— begin SUPPLIED RECORDS —
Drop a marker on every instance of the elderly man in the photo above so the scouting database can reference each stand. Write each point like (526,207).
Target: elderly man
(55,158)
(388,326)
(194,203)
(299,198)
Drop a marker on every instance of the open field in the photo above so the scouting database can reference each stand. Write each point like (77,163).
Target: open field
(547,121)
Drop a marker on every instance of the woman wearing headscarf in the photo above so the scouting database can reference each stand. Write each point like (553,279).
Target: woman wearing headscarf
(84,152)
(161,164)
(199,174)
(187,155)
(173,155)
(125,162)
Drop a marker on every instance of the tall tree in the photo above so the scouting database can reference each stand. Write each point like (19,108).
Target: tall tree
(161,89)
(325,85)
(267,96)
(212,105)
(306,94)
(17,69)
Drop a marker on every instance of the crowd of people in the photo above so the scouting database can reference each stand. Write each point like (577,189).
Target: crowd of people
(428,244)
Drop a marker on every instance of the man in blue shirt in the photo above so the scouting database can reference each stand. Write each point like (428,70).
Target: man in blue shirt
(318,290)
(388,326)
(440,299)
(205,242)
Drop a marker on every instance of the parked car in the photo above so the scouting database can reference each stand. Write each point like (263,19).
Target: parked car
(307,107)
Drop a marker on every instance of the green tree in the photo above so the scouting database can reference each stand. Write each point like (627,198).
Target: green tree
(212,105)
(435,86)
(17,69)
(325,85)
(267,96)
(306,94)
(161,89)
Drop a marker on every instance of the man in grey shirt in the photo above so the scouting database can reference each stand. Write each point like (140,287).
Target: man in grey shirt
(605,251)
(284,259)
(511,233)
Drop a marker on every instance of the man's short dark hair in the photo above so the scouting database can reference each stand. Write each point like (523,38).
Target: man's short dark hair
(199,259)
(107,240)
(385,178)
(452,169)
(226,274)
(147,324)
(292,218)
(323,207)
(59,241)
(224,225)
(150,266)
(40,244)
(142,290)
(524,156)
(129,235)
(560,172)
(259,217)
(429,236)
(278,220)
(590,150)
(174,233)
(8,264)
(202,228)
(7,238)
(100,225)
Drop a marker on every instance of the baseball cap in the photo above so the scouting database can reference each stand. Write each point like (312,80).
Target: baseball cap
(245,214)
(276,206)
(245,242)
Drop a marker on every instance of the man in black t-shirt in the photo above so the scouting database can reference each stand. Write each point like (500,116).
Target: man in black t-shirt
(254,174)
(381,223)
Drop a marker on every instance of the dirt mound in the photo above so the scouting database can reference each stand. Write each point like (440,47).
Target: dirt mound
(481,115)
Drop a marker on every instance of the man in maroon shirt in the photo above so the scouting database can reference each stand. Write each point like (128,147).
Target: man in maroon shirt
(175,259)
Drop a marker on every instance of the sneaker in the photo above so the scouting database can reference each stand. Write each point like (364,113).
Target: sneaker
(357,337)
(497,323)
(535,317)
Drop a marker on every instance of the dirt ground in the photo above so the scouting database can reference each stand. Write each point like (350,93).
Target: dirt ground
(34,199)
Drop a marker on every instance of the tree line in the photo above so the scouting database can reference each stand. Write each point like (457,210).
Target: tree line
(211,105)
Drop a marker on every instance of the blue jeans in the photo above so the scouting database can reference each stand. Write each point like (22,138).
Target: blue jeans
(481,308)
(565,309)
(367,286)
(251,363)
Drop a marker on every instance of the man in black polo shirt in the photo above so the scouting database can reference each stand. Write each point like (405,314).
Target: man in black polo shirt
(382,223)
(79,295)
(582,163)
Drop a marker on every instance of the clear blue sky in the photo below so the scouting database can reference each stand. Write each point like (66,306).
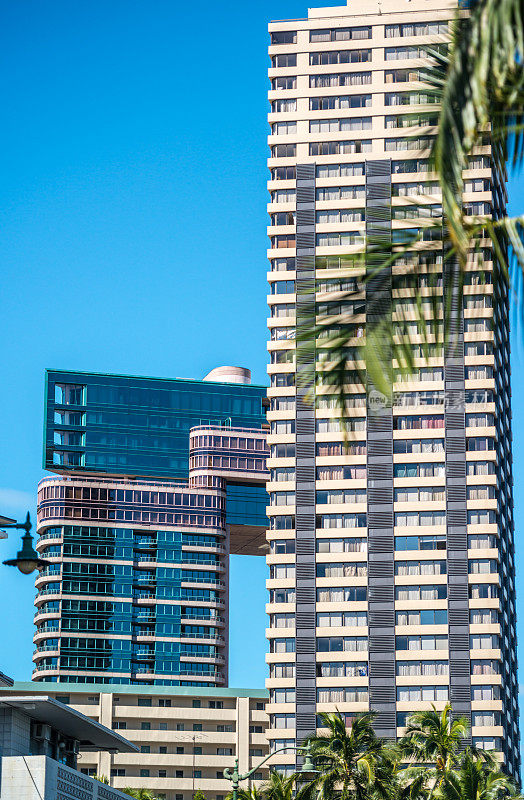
— end SUPPLIED RECORDS —
** AIM **
Reproduce all of the entries above word for word, leaving out the pictures.

** ANSWER TO THE EXERCISE **
Drop a marker on every instance of the elderly man in the photo above so the scouting database can reference each stand. Write each point like (526,207).
Target: elderly man
(55,158)
(388,326)
(194,203)
(299,198)
Drop a marker on every instance of the open field in the photo above so the scouting database can reference each stand. Write each point like (77,163).
Target: open field
(547,121)
Drop a marker on every instance of the woman wearing headscarf in the photo above so the scouting database can reference each stand. Write each point like (553,279).
Target: woman wearing headscarf
(84,152)
(161,164)
(199,174)
(187,155)
(173,155)
(125,162)
Drop a marker on every instance of the tall tree in the photo above so the scouting database can reference each stand. Write each point like (19,108).
Target: tall tree
(161,89)
(325,85)
(267,96)
(212,105)
(306,94)
(17,69)
Drop a marker on every instance of the crowd of people in the photo above so the scouting database can reference each stand. Write each point like (577,189).
Target: crowd of people
(428,244)
Drop a marker on every instance of the man in blue shirt in the photo above so the scouting database can reference each stand. Write each point like (428,70).
Target: man in blue shirt
(318,290)
(388,326)
(440,299)
(205,242)
Drop a marker on every instance of the parked car in the photo above so the scouting database can reference each stand. Write each point like (263,19).
Target: parked car
(307,107)
Drop a marker on every instance of the green tree in the photo above so the scouting database can reference each stand. Write each point like (627,198).
Target: green tree
(212,105)
(435,86)
(17,69)
(325,85)
(267,96)
(306,94)
(161,89)
Drop a marker on every instance of the man in grey shirt in the photo above so the scouting database can reference each stand. Write each point like (140,287).
Target: man in grey shirt
(605,251)
(284,259)
(511,233)
Drop a marker on every instance of the man's short dark hair in the photo above so the scouting database can reference each stand. Write each point like (523,38).
Target: man's short dark hair
(199,259)
(107,240)
(385,178)
(452,169)
(226,274)
(147,324)
(292,218)
(323,207)
(59,241)
(224,225)
(150,266)
(40,244)
(142,290)
(524,156)
(129,235)
(560,172)
(259,217)
(429,236)
(278,220)
(590,150)
(174,233)
(8,264)
(202,228)
(7,238)
(100,225)
Drop a marker on every instance of the baseball cap in the photo above so the scouting database can reference each stand. Write each point like (312,80).
Target: baseball cap
(245,214)
(276,206)
(245,242)
Drop a marker on every instance of the man in black t-shirt in the photo above so the scouting database can reference each stand. Write each point like (500,116).
Target: man in black t-shirt
(254,174)
(381,223)
Drop a marker on every instance of the dirt mound in the photo above so the scouting database can reference each stand. Write each point like (440,47).
Target: dirt mound
(481,115)
Drop a marker on every instance of the man in maroon shirt in the photo above so the scouting database can reference each stand. Write each point like (128,147).
Target: man in maroon shirt
(175,259)
Drop a marker on every instance of the sneaker in the photo above so the scouting database can reference each stand. Write each point like (364,113).
Target: sneaker
(357,337)
(497,323)
(535,317)
Drop a marker on every instance of the dirt ground in the photo above so the scouting database can reference each stand. Write each point like (350,93).
Target: dirt ground
(34,199)
Drop a marker on every instance of the tree line in the photo above so the scouting database can reference each stand. Write each point like (457,210).
Target: tree line
(211,105)
Drop a marker on every instance of the blue jeans in the photo above so the scouting database can reference each stand. Write each point like (22,138).
Target: blue jeans
(481,308)
(565,309)
(367,286)
(251,363)
Drop a marker on every instance of the man in black polo shirt in the photo above so the scouting database can reference each stand. Write each point like (405,314).
Target: man in black polo shirt
(382,223)
(79,295)
(582,163)
Drop a marker on every instance of the clear blue sky in the photo below so the scouting database can reference each stand. Write each point like (66,306).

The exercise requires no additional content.